### RECORD SET
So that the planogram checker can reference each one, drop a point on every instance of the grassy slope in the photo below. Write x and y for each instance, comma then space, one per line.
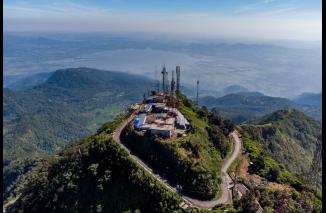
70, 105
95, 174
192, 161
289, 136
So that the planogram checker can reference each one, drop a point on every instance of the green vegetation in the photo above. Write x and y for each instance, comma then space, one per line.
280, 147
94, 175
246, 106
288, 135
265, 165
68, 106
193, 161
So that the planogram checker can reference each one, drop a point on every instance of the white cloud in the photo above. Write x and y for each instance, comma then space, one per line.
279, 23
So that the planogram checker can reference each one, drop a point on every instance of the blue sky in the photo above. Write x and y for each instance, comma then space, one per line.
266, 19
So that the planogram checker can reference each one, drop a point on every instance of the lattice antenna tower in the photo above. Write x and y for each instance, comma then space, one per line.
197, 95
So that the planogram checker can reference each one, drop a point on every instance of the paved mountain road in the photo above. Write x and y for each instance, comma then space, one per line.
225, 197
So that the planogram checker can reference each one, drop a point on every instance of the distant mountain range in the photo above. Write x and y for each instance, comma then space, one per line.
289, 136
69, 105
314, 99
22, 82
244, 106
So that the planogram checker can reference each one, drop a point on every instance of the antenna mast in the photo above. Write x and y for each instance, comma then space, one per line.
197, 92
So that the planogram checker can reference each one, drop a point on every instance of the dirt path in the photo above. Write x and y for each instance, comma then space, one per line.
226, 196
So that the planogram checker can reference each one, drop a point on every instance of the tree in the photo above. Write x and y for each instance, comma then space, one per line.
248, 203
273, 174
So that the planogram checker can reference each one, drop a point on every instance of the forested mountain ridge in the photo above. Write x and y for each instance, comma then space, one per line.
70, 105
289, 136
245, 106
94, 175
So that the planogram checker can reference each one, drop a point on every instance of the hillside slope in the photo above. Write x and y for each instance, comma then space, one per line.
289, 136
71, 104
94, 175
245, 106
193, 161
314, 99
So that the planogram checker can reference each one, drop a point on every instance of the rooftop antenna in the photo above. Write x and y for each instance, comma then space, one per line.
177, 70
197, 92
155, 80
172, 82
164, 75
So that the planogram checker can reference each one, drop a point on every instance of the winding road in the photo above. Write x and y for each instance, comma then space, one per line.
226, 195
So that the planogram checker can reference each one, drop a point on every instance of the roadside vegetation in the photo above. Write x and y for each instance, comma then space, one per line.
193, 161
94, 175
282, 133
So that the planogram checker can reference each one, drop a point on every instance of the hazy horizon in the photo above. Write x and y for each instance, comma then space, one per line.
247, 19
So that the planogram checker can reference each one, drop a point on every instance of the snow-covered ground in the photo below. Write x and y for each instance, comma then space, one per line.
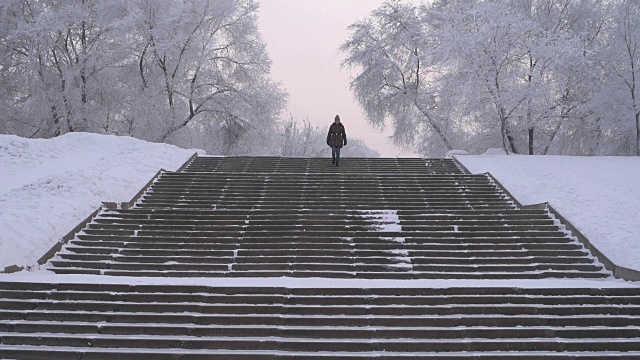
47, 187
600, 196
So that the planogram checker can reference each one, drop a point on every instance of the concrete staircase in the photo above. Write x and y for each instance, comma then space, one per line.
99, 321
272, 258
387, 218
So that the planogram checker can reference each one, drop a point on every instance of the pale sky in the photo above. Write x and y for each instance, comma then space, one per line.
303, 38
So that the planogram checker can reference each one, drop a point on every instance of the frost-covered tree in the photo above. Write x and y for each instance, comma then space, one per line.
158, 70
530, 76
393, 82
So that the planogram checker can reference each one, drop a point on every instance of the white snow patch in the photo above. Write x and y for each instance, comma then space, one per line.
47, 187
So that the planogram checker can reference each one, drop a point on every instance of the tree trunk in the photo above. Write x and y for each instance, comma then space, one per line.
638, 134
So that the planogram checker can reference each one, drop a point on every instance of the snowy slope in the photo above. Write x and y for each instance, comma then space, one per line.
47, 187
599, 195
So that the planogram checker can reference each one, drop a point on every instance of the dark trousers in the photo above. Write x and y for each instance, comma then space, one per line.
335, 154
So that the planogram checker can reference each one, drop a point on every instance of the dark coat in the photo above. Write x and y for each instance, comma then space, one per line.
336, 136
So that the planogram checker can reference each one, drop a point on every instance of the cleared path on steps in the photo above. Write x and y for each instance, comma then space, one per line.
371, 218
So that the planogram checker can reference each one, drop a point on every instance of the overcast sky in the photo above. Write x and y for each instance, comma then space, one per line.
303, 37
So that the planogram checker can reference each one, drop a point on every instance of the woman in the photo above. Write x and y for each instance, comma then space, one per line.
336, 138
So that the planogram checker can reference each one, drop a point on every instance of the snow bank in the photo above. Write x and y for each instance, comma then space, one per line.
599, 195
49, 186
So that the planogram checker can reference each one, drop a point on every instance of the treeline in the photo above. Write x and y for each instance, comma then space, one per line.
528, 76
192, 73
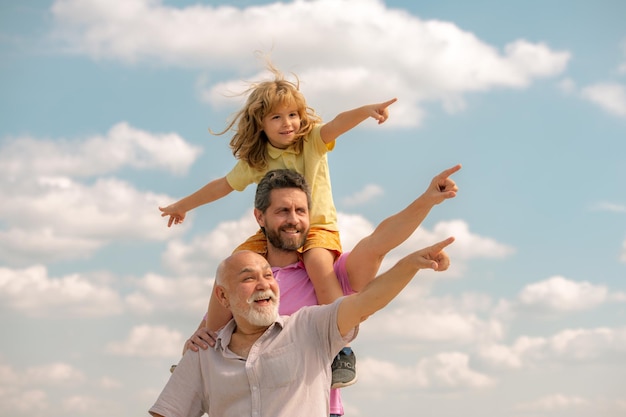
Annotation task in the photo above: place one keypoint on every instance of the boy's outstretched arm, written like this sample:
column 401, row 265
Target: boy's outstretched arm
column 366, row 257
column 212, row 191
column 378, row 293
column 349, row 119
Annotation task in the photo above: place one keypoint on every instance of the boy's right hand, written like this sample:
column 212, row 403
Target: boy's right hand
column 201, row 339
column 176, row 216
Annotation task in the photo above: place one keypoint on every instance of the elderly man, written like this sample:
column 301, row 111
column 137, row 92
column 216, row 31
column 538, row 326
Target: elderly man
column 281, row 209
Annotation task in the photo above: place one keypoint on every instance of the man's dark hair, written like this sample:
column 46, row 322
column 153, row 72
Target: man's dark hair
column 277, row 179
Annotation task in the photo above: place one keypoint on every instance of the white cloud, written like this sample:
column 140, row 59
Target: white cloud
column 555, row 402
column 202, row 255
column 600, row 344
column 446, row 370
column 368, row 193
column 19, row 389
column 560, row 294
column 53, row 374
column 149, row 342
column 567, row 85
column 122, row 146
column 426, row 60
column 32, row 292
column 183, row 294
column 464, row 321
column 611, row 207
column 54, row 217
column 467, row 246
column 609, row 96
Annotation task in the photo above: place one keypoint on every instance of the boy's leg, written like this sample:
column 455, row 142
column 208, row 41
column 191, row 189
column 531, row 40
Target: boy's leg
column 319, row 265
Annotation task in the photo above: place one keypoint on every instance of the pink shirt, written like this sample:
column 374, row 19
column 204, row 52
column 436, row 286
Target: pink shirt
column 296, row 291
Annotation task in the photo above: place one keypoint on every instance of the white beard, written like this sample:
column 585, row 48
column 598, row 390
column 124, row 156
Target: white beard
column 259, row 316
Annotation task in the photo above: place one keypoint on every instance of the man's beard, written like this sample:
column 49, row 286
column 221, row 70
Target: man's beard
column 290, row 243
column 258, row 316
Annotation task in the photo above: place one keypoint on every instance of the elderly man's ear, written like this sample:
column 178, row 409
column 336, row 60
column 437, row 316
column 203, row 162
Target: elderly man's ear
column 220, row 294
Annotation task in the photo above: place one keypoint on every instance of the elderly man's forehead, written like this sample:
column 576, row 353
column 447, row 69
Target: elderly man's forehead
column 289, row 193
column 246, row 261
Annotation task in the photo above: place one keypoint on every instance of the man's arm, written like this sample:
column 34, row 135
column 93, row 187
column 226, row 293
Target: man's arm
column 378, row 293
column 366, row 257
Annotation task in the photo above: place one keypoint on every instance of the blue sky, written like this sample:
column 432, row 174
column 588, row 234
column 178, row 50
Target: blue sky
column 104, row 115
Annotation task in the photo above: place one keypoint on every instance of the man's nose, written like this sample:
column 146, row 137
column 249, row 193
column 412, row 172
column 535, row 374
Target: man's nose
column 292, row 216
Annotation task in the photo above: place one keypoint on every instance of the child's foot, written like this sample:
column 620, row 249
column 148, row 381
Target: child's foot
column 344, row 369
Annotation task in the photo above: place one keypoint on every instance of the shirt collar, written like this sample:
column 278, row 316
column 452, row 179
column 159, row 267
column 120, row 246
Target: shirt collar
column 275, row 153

### PROBLEM TO WORK ON
From the line holding "column 191, row 189" to the line holding "column 221, row 70", inclusive, restate each line above exactly as written.

### ANSWER BOX
column 191, row 189
column 531, row 40
Target: boy's leg
column 319, row 265
Annotation task in the photo above: place one keypoint on every instance of the pink shirt, written like this sample:
column 374, row 19
column 204, row 52
column 436, row 286
Target: pink shirt
column 296, row 291
Annotation task in the photo above: place one keypoint on every instance of the white beard, written like this sample:
column 585, row 48
column 598, row 390
column 124, row 156
Target: white beard
column 259, row 316
Annotation task in the photo above: place one keypoint on every instance of the man's beard, written like this sample:
column 49, row 286
column 221, row 70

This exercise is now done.